__DOCUMENT EXCERPT__
Now that Orange County has cleared the threshold, full practices and games could resume as soon as this Friday, Feb. 26, when the new guidelines take effect.
CIF rules regarding football require 14 days of practice before games can be played — three days of conditioning and 11 days with full pads, according to the Orange County Register. This means that if local high school football teams begin conditioning next Tuesday afternoon, they can play their first games on March 11-13.
Updated at 12:53 p.m. on Feb. 23, 2021
OC school employees in Phase 1B can get vaccinated starting starting March 1
Orange County health officials announced recently that 30 percent of new COVID-19 vaccine shipments will be allocated for education and childcare workers along with the food and agriculture sectors.
While vaccines are still in limited supply, that shift means school employees who were originally included in Phase 1B of the county’s rollout can begin receiving their vaccinations starting next week.
OCDE collaborated with the OC Health Care Agency to open the county’s first education-specific POD — short for point of dispensing — at a Garden Grove Unified campus on Feb 18. The POD will continue to focus this week on vaccinating the remaining more than 1,000 school employees who are at least 65 years old — or who otherwise meet Phase 1A criteria — and have an appointment for their first or second dose.
Starting March 1, however, vaccinations will be available to all school-based employees in Orange County, and OCDE is working with local districts to set up additional vaccination PODs.
New state guidance for youth sports allows outdoor athletics to resume
The California Department of Public Health on Friday released new updates to its guidance for youth and high school sports, allowing play to resume across many parts of California if certain health and safety protocols are met.

__STUDY QUESTIONS__
A – In the Orange County schools update, how many days of practice do CIF football rules require before games can be played?
B – Write the next passage of the Orange County schools update, starting after its final sentence.

Dataset rows
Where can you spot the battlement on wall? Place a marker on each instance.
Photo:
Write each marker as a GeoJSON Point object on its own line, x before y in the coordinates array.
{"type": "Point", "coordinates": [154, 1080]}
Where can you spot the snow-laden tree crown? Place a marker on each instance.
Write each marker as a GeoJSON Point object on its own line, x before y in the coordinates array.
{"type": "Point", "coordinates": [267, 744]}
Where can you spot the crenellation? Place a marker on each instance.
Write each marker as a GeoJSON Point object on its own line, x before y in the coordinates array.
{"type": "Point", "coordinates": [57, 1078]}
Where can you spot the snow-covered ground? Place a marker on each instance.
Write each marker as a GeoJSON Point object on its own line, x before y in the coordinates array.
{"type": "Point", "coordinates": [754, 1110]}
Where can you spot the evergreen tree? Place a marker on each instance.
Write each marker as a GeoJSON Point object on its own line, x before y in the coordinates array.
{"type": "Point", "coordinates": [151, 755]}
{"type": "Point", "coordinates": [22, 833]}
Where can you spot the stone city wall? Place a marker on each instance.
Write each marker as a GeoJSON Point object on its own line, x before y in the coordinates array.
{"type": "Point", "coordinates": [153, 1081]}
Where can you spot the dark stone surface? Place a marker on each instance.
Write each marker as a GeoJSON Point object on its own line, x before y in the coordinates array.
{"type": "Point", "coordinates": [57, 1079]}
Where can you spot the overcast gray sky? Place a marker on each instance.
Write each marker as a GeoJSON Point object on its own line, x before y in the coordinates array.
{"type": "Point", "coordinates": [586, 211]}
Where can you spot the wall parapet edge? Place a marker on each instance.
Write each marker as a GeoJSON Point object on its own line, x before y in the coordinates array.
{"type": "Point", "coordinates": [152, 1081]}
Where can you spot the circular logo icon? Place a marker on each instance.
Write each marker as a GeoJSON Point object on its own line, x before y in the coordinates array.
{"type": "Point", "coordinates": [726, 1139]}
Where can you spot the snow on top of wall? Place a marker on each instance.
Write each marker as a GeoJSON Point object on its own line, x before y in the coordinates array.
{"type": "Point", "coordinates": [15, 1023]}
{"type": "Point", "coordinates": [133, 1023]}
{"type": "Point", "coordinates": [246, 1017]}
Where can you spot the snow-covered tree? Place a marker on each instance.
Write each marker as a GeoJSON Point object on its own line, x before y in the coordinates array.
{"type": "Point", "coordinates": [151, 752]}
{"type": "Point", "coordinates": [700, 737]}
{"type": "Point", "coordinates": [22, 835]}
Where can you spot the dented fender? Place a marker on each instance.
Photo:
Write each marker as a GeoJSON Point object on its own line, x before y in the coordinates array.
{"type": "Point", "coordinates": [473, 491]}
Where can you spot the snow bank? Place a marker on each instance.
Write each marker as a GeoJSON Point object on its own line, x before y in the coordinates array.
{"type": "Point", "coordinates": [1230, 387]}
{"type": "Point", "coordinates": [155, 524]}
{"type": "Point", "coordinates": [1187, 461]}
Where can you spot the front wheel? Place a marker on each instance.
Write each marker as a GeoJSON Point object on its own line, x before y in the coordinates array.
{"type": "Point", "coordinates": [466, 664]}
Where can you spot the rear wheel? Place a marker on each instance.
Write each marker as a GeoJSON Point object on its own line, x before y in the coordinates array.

__TASK-BY-TASK OUTPUTS__
A – Fourteen days: three days of conditioning and 11 days with full pads.

B –
The updated guidance will now allow outdoor, high-contact sports in counties in the more restrictive purple and red tiers of the state’s COVID-19 monitoring system to commence if they meet the case rate requirements.
According to the CDPH, sports such as football, baseball, softball, soccer, water polo and lacrosse are allowed to begin next Friday, Feb. 26 in any county with a case rate of fewer than 14 new daily cases per 100,000 residents. Weekly testing for coaches and athletes ages 13 and older will also be required for outdoor contact sports. Test results must be available within 24 hours of competitions.
As of Feb. 18, Orange County reported a seven-day average adjusted daily case rate of 16.8 per 100,000, with a testing positivity rate of 6.8 percent and an equity positivity rate of 9 percent. At this time, the county doesn’t meet the threshold requirements for resuming play for outdoor contact sports. However, public health officials say that numbers are trending in the right direction.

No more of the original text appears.